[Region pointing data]
-- Opening Marker --
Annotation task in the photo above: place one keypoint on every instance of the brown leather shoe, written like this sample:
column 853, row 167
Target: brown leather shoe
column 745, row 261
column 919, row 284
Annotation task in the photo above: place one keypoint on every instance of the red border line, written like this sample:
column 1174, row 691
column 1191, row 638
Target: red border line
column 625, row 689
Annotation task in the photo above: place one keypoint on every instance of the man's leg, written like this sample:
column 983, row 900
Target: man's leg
-- Closing Marker --
_Exercise_: Scan the data above; copy every line where "written" appears.

_Exercise solution_:
Annotation task in the photo above: place one keypoint on every instance of the brown leather shoe, written like this sample:
Annotation task in the photo above: place one keypoint on every instance of the red border line, written like this sample:
Annotation task in the photo above: place one keypoint on every instance of the man's leg, written like this sample:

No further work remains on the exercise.